Platt didn’t need a color TV this year, but there was a surprise from that 1967 team on the plane. “IU’s star quarterback, Harry Gonso, that year, was on our flight coming down here for this trip, so it was great to, you know, chat with him for a couple of minutes,” Platt said before IU earned its rematch with Oregon, 23-0 winner over Texas Tech in the Capital One Orange Bowl. Platt plans to be in Mercedes-Benz Stadium in Atlanta for that one, too, next Friday night.
Gonso was not the Platts’ only celebrity omen. “Mendozas were right next to us!” Dave’s daughter, Maggie, said. “Seated…right across the aisle.”
It had been Maggie who, having been disappointed and deterred by the price of secondary-market tickets for last year’s first-round playoff game at Notre Dame, took action right after Indiana beat Ohio State, 13-10, in the Big Ten Championship on December 6. “While the team was celebrating on the field,” Maggie explained, “I booked the Airbnb that I knew I wanted. I had already scoped out every single city (for the potential playoff run) and which AirBnb I wanted.”
Also at the game with Maggie and her father were Maggie’s sister, Jody, and Jody’s husband, Dustin Smith. The couple earned master’s degrees from Indiana but don’t get to football games in Bloomington as often because they now live in Northern Kentucky. Maggie makes the trip from Indianapolis. To make this trip, the Smiths relied on childcare from Smith’s parents while they attended the Rose Bowl.
Jody wore her mother’s red IU jacket that used to occupy another of the four family season tickets. While the family all agreed Bev would have definitely made a Rose Bowl trip had she been given the opportunity, she passed away in 2017 with the family missing the home game against Wisconsin that season because they were with her in the hospital.
How did the Platts and the Smiths avoid the secondary market for this year’s Rose Bowl? “We (had) to apply,” Maggie explained. “Once (Indiana) knows who all has applied, it goes by priority points. Priority points are gained throughout the years from being season ticket holders, making donations, all sorts of different ways you get priority points, so then what we understand is then everybody is seated based on priority points.”
Though the Platt family cheers for Indiana during the winter, too, as their grandfather, Joe Platt, was a team captain of the 1938 men’s basketball team and a member of the 1935-36 Big Ten champions, the family’s priority points have mostly been built up from their football allegiance. “It’s much easier to get to the games,” Maggie says, “especially when we were little kids growing up. You can’t get to a Tuesday night basketball game nearly as easily. It wasn’t a very good, like, monetary investment. Football tickets were always pretty cheap.”

★ ★ ★ ★ ★ ★ ★

● What to work on
- A) Copy the part of the article on the Platt family's Rose Bowl trip starting at "It had been" and ending at "the Rose Bowl.".
- B) In the article on the Platt family's Rose Bowl trip, which team was Joe Platt a team captain of?

● Data to examine
★ ★ ★ ★ ★ ★ ★

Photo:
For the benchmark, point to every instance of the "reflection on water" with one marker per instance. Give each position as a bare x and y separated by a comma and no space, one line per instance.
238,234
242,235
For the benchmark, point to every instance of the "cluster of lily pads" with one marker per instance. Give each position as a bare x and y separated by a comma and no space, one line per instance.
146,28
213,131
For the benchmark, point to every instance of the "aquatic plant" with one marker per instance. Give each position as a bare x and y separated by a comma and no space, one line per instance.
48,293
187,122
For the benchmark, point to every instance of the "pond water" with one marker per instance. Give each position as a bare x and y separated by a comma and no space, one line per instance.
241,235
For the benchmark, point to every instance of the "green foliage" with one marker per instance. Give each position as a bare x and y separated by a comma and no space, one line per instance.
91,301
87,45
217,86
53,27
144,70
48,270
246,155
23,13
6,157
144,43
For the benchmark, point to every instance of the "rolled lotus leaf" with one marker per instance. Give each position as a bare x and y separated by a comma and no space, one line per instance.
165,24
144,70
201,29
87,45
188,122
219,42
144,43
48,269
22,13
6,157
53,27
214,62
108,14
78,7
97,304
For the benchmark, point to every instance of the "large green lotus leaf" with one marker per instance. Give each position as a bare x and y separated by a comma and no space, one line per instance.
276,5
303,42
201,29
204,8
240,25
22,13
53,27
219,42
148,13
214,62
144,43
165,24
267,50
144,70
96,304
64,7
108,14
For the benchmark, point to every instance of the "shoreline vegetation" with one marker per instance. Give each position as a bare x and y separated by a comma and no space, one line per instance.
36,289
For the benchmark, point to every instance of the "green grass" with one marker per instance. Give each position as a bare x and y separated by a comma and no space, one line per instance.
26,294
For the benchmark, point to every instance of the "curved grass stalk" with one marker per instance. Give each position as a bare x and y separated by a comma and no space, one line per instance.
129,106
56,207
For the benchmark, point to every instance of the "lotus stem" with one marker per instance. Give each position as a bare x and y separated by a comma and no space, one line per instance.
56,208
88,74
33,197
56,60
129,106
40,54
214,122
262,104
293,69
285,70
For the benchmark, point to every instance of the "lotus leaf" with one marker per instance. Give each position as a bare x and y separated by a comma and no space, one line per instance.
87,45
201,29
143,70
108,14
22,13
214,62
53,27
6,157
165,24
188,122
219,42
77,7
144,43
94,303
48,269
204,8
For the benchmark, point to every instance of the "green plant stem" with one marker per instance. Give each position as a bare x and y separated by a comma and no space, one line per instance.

★ ★ ★ ★ ★ ★ ★

● Solution set
- A)
It had been Maggie who, having been disappointed and deterred by the price of secondary-market tickets for last year’s first-round playoff game at Notre Dame, took action right after Indiana beat Ohio State, 13-10, in the Big Ten Championship on December 6. “While the team was celebrating on the field,” Maggie explained, “I booked the Airbnb that I knew I wanted. I had already scoped out every single city (for the potential playoff run) and which AirBnb I wanted.”
Also at the game with Maggie and her father were Maggie’s sister, Jody, and Jody’s husband, Dustin Smith. The couple earned master’s degrees from Indiana but don’t get to football games in Bloomington as often because they now live in Northern Kentucky. Maggie makes the trip from Indianapolis. To make this trip, the Smiths relied on childcare from Smith’s parents while they attended the Rose Bowl.

- B) The 1938 men's basketball team.